- Text shown
○ ○ ○

Two items regarding the Oct 3 release:
1. The population threshold for table release in 2005 ACS is "65,000
population." The Census Bureau made a decision that for the tables FOR
WORKPLACE GEOGRAPHY, they would use the same geographic units based on
RESIDENCE geography that met the 65,000 population threshold.
That is, for example if County A had a population of 70,000 residents,
they would include a WORKPLACE GEOGRAPHY table for County A, without
setting a threshold for count of workers.
2. What geographic detail will be included in the WORKPLACE GEOGRAPHY
tables. My earlier email had an error (which Chuck Purvis' email
corrected). So, please note that PLACE level tabulations "FOR WORKPLACE
GEOGRAPHY" WILL be included, not just STATE and COUNTY.
The table titles will say "FOR WORKPLACE GEOGRAPHY".
Try not to get too confused! B08008 shows RESIDENCE geography (table
released August 29) by "Place of Work".
Elaine Murakami
FHWA Office of Planning
Alan:
The Census Bureau's approach to embargoing data appears inconsistent. They put an embargo on the ACS data released August 15th and October 3rd (next Tuesday), but not on the data released August 29th. For the August 29th release (detailed socio-economic data by area of residence) everybody had a whack at it the morning of 8/29. And as far as I know, our State Data Center network doesn't have early access to any of the embargoed ACS data.
In 2002, the State Data Center network, and some (or many?) of the "vetted" affiliates, DID have early access to the embargoed Census 2000 SF3 databases. We were given passwords to access the Bureau's FTP site on 8/21/02, for the California SF3 data that was embargoed until 8/27/02. We had to sign a "Access to Embargo Data and Secure Server Agreement" with the Census Bureau Liaision office before we were granted the secret password. This worked out well because we were able to roll out completed data comparisons (to the public, to our government partners, to the media) on the day the embargo was lifted.
We all should see what USA Today finds out about ACS in next Tuesday's paper. Paul Overberg of USA Today does a very good job at census reporting. My guess is that it will be on housing prices and housing affordability. Perhaps household income, but income is a minefield because of inflation adjustments, reference period, and differing respondent perception of income, decennial census vs ACS.
I prefer the approach without any embargo. Everybody, including university researchers, state data centers, the media, the pundits, the feds * should all get equal access at the same time.

○ ○ ○

(Data drawn from a collection)
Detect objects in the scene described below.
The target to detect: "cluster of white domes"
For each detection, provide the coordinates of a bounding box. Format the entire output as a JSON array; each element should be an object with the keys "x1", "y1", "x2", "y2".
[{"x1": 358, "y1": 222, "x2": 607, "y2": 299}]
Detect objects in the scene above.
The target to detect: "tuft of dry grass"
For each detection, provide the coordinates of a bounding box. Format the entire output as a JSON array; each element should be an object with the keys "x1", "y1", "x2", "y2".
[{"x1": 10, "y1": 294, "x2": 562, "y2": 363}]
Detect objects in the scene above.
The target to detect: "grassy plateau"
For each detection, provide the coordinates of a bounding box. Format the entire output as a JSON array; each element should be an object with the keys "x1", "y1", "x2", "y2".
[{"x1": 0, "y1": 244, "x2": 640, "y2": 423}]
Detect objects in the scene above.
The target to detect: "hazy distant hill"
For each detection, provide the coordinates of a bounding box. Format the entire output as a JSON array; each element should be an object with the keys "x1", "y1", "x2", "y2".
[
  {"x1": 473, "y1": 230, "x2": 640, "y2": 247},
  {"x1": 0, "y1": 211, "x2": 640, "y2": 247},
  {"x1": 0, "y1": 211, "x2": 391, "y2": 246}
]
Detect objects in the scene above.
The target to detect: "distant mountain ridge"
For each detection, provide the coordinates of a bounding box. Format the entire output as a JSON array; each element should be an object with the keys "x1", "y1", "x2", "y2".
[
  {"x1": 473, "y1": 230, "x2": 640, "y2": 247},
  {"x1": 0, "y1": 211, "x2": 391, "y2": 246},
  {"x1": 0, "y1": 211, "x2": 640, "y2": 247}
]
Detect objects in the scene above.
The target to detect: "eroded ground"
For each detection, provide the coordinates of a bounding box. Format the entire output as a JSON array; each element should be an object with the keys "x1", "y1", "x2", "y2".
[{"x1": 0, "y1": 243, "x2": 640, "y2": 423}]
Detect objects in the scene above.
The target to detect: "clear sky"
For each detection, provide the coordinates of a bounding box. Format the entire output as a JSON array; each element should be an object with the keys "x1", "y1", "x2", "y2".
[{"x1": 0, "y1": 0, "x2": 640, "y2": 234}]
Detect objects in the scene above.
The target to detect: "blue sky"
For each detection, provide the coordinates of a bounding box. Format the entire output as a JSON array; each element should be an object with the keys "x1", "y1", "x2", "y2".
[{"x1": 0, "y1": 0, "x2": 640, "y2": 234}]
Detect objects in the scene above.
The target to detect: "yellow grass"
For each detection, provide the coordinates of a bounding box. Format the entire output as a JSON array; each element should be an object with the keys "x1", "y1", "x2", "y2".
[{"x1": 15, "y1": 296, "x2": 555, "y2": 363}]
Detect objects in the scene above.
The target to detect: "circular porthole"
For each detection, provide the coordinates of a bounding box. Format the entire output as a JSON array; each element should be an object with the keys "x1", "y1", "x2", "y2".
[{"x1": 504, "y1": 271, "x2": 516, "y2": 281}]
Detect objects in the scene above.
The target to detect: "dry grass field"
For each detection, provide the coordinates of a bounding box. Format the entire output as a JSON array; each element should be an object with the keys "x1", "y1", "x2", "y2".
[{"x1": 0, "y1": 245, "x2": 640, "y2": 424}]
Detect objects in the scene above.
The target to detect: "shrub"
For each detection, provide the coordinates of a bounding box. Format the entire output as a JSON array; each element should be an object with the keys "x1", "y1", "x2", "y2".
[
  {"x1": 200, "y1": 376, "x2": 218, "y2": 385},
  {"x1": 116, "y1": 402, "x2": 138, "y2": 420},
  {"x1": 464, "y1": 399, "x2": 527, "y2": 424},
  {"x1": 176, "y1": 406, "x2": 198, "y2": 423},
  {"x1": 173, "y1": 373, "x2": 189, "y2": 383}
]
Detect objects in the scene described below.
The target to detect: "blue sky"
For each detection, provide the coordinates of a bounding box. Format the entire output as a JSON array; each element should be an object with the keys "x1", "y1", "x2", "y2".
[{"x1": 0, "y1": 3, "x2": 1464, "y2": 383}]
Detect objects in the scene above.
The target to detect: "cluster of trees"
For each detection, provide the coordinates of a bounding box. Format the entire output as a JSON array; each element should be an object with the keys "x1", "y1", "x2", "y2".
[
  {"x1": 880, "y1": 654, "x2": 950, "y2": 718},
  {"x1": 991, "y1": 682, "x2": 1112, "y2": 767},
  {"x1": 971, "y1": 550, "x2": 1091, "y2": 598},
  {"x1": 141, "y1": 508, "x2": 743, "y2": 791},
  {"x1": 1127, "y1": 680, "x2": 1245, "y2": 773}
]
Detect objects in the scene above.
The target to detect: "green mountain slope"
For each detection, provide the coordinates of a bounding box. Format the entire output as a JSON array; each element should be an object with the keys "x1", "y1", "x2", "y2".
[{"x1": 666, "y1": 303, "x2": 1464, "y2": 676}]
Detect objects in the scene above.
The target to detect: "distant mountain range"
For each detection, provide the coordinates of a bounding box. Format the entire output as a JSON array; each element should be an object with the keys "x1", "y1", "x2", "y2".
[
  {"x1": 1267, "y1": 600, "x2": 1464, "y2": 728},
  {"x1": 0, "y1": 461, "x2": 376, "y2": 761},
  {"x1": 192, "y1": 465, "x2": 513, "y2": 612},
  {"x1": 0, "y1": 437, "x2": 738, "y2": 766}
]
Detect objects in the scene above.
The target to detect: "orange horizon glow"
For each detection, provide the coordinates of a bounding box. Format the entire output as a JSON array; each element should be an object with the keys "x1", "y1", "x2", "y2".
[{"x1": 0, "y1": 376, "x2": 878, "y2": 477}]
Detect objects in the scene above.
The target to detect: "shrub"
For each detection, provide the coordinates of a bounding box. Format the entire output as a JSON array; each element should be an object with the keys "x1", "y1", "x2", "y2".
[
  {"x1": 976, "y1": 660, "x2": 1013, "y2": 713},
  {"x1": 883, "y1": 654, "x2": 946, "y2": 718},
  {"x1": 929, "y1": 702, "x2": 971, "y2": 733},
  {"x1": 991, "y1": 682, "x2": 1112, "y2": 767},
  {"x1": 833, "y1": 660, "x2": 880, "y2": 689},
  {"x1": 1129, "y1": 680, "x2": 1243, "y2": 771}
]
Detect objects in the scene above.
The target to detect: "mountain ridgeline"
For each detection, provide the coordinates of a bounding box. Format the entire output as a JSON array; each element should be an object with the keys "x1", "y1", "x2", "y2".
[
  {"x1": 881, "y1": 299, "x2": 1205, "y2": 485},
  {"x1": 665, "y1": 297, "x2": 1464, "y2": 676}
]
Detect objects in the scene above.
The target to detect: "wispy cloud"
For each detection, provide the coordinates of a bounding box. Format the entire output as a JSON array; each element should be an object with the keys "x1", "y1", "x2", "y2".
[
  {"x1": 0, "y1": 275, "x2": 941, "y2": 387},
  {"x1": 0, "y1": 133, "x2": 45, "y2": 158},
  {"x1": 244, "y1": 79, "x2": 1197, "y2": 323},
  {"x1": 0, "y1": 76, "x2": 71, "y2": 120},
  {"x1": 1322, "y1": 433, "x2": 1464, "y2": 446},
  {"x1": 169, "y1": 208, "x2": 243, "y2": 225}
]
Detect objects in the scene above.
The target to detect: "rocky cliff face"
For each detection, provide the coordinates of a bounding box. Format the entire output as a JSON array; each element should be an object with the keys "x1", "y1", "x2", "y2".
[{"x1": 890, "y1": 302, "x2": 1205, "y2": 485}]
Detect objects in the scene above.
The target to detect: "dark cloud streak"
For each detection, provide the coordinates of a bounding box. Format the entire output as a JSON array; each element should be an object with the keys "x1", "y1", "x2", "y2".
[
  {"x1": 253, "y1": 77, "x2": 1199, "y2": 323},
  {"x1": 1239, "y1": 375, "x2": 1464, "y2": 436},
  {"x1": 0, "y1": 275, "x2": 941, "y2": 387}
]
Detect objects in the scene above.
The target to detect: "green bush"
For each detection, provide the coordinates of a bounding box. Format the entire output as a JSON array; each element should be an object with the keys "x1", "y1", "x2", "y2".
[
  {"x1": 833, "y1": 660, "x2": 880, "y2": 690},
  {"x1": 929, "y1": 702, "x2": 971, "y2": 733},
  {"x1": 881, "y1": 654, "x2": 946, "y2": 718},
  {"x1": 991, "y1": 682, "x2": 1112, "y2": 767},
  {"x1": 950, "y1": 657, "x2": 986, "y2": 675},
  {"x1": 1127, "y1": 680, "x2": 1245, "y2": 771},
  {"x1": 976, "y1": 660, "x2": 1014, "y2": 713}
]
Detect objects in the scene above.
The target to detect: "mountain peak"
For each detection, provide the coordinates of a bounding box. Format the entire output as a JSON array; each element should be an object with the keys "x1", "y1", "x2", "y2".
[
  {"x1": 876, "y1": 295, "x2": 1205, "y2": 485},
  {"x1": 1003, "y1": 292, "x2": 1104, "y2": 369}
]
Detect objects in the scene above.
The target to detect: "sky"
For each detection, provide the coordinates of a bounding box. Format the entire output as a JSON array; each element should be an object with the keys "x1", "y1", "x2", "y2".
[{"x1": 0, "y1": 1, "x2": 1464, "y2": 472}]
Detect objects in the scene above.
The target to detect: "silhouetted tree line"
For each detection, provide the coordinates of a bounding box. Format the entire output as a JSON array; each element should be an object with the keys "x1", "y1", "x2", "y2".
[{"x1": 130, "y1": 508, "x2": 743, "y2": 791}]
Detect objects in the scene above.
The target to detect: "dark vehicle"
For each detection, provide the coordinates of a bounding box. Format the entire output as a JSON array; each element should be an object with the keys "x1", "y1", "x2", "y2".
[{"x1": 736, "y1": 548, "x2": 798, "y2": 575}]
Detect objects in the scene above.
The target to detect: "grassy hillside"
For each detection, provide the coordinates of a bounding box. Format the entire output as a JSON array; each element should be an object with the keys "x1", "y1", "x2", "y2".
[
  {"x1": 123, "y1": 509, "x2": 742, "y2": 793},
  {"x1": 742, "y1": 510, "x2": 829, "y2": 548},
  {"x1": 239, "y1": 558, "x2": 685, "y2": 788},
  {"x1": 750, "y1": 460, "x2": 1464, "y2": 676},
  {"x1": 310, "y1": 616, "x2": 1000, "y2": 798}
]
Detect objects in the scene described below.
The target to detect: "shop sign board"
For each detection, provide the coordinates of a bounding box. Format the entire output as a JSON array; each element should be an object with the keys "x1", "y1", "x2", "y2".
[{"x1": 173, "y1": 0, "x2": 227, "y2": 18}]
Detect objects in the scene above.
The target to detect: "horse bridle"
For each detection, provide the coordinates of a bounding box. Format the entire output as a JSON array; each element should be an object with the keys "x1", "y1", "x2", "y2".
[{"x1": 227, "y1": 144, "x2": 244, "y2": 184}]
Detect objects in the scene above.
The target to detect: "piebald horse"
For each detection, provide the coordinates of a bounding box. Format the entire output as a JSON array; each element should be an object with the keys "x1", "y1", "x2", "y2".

○ ○ ○

- Tasks to complete
1. According to the messages about the ACS data release, what population threshold applies for table release in the 2005 ACS?
2. Resume the messages about the ACS data release, starting after their final sentence.

- Outputs
1. The threshold is 65,000 population.

2.
What we're doing is preparing table shells to drop in 2005 data. Here's what we're focusing on:
* Total Housing Units by County: 2000-2005 (compare to indy estimates of housing units)
* Households by Vehicles Available by County: 1960-2005
* Total Household Vehicles and Vehicles per Household, by County: 1960-2005
* Workers by Means of Transportation to Work, by County-of-Work: 19??-2005
* Workers by Industry of Worker, by County-of-Work: 2000-2005
* Workers by Class of Worker, by County-of-Work: 2000-2005
* Householders by Age, by County-of-Residence: 1990-2005 (for our synthetic population analyses)
At least that's what we're planning for next Tuesday morning. Tuesday afternoon we'll compute statistical significance measures. Tuesday night, baseball.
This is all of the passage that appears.